• ABOUT THIS TASK
Lay out the data as a Markdown table with columns Row and Line, starting at the beginning of the data and ending with the line that contains "rough mask: <svg", both ends included. Omit blank lines.

• RECORDS SHOWN
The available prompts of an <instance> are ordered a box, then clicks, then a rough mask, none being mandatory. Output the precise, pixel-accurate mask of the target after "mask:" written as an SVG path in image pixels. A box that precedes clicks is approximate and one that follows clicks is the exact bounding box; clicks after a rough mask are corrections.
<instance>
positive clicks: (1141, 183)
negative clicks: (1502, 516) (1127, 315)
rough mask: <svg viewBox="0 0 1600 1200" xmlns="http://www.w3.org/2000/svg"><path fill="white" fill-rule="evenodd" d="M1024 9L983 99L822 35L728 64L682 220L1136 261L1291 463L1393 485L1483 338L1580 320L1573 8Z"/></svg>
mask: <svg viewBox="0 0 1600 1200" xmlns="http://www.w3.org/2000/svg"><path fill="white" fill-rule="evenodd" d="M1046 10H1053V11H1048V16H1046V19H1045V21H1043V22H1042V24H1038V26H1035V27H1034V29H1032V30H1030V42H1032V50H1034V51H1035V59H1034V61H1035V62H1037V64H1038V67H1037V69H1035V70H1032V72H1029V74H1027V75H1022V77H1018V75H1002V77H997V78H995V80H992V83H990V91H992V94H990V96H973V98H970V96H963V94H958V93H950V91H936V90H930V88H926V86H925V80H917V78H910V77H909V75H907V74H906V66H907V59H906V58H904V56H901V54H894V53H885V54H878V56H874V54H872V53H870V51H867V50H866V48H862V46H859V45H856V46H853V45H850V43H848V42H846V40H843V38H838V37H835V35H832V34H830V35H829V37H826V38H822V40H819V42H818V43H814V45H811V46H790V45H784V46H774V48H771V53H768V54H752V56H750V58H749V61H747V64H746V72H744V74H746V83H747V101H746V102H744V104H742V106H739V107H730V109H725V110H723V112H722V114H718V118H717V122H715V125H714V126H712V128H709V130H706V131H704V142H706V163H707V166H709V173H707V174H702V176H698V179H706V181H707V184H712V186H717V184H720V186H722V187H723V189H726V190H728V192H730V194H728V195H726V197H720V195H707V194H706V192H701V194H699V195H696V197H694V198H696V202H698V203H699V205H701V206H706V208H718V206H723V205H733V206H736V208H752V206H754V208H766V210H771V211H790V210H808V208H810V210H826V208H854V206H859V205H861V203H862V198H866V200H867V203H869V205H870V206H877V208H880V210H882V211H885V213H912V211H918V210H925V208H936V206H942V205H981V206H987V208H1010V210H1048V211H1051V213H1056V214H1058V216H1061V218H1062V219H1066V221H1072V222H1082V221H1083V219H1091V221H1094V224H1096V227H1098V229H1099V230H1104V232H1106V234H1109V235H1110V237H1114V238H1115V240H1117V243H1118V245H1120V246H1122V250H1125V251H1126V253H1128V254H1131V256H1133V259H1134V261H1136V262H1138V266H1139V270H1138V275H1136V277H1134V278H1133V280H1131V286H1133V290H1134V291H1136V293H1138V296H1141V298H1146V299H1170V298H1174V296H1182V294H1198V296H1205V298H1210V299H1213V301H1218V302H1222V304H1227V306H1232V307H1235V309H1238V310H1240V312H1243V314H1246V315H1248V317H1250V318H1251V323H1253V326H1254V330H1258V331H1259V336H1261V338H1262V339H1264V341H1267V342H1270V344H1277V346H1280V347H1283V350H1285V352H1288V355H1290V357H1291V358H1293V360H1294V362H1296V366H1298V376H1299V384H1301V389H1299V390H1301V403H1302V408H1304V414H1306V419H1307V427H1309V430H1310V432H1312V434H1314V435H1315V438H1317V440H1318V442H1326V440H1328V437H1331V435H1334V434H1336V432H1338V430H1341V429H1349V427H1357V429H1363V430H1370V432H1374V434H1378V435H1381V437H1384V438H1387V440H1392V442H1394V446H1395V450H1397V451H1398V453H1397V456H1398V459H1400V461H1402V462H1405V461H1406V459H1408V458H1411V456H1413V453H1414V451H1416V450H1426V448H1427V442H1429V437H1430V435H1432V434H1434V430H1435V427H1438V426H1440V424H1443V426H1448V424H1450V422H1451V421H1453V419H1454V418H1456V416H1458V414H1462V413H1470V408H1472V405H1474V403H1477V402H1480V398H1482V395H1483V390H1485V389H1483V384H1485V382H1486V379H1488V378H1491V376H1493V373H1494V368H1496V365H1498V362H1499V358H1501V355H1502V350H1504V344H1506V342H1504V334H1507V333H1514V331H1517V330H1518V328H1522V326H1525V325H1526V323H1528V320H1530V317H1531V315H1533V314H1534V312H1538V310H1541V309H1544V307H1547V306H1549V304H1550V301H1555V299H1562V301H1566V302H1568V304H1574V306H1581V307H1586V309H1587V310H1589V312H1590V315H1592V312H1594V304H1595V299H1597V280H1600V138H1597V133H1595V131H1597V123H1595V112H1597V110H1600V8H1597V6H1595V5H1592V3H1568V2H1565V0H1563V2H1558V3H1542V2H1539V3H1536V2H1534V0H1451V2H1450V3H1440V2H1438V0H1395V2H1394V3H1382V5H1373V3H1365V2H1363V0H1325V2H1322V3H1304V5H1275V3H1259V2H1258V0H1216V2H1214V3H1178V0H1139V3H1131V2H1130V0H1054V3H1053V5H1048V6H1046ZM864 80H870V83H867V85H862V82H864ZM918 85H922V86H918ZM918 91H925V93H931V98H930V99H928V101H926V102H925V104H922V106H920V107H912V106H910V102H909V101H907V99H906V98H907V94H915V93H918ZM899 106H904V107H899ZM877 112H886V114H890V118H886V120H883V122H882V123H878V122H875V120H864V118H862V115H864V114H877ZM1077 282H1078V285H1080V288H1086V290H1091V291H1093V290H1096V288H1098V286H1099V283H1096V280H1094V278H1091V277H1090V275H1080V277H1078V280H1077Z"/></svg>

• SOLUTION TO THIS TASK
| Row | Line |
|---|---|
| 1 | The available prompts of an <instance> are ordered a box, then clicks, then a rough mask, none being mandatory. Output the precise, pixel-accurate mask of the target after "mask:" written as an SVG path in image pixels. A box that precedes clicks is approximate and one that follows clicks is the exact bounding box; clicks after a rough mask are corrections. |
| 2 | <instance> |
| 3 | positive clicks: (1141, 183) |
| 4 | negative clicks: (1502, 516) (1127, 315) |
| 5 | rough mask: <svg viewBox="0 0 1600 1200" xmlns="http://www.w3.org/2000/svg"><path fill="white" fill-rule="evenodd" d="M1024 9L983 99L822 35L728 64L682 220L1136 261L1291 463L1393 485L1483 338L1580 320L1573 8Z"/></svg> |